### Aim of the task
When you reach the records below, output each one exactly.

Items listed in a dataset
===
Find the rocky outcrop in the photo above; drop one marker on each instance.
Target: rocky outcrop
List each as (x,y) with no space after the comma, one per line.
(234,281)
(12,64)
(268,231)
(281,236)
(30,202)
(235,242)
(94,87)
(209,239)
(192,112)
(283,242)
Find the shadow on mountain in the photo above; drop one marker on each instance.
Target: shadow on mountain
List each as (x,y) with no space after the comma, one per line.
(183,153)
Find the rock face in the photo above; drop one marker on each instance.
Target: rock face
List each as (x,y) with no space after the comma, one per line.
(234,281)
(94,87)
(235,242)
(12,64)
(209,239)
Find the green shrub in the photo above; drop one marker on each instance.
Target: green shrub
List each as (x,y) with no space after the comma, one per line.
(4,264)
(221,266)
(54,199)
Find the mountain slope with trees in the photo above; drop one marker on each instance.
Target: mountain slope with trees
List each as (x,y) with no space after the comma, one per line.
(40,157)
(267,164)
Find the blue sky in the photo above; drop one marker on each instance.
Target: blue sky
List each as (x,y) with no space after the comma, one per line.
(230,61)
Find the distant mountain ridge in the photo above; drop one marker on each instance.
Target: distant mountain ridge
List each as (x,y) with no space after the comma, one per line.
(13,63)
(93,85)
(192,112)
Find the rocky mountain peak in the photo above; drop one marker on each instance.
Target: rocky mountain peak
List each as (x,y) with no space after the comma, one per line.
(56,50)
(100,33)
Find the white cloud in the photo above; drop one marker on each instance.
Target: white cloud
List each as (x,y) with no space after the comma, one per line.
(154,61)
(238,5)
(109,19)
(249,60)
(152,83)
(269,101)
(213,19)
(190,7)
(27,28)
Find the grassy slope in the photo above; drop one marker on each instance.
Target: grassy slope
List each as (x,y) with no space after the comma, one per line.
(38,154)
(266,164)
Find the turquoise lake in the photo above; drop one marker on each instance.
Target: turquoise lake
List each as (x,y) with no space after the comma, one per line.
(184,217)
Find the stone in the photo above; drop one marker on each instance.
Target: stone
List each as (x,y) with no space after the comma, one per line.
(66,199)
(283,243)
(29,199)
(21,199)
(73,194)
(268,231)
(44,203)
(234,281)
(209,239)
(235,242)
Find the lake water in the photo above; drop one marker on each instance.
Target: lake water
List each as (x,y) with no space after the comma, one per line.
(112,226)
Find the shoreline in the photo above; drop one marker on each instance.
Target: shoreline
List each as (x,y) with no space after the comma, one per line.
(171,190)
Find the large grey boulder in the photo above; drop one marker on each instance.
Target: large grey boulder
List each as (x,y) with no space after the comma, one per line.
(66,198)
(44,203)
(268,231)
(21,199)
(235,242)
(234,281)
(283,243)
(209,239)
===
### Task response
Find the rocky outcrop in the photo above; drop one marker on each instance.
Target: rocky outcrop
List each as (x,y) with no space after the comma, one per line.
(234,281)
(12,64)
(268,231)
(281,236)
(30,202)
(235,242)
(94,87)
(209,239)
(192,112)
(283,242)
Find the shadow on mountain in the photo above; drop one marker on each instance.
Target: shadow on mountain
List each as (x,y) with no space after the comma, one per line.
(183,153)
Find the rock face in the photo above; drop one marker on each instance.
Target: rock face
List each as (x,y) with no space after the comma, one per line.
(234,281)
(94,87)
(235,242)
(12,64)
(209,239)
Find the green shrub in the photo above; drop one marker on each instance.
Target: green shrub
List each as (x,y) with no space after the comma, one per line.
(4,264)
(221,266)
(54,199)
Find the mountain slope with trees in the photo above; drop one marker on each instance.
Target: mountain slope with trees
List each as (x,y) with no space after the comma, one per line.
(40,157)
(267,164)
Find the blue sky in the photo above; drop one marker on each instance.
Target: blue sky
List each as (x,y) with no space after the comma, one per line.
(230,61)
Find the distant mountain ridge in the photo above; drop one marker on each instance.
Target: distant mountain ridge
List each as (x,y) with no space after the comma, one per line.
(13,63)
(93,85)
(192,112)
Find the rocky mountain peak in the photo above; drop one marker on each instance.
Target: rocky mountain peak
List each as (x,y) with no space after the comma, one per line.
(56,50)
(100,33)
Find the white cloud in the photo above; drop one marker on each instance.
Target: white cloud
List each as (x,y) with no space after the comma, one per line.
(154,61)
(238,5)
(109,19)
(249,60)
(152,83)
(269,101)
(213,19)
(190,7)
(27,28)
Find the grassy slope in the photo above; drop one marker on each instance.
Target: grassy slope
List each as (x,y) with no space after the comma, one per line.
(38,154)
(266,164)
Find the turquoise lake in the photo above; drop one marker on each instance.
Target: turquoise lake
List each as (x,y) with no space after the comma, one per line.
(184,217)
Find the stone in the photo above; drop one marker on each instance.
Target: stone
List each as (x,y) with no space after the comma, one per line.
(66,199)
(283,243)
(29,199)
(21,199)
(73,194)
(268,231)
(44,203)
(234,281)
(209,239)
(235,242)
Find the lake water in the photo above; drop one marker on each instance.
Target: lake water
List each as (x,y) with no space after the comma, one per line.
(112,226)
Find the shoreline in the photo above; drop one marker on each instance.
Target: shoreline
List each as (x,y) with no space after the comma, one per line.
(171,190)
Find the large grey boulder in the photo above; drop one marker on each instance.
Target: large grey boulder
List each as (x,y) with no space after the comma, one per line.
(66,198)
(44,203)
(268,231)
(21,199)
(235,242)
(234,281)
(283,243)
(209,239)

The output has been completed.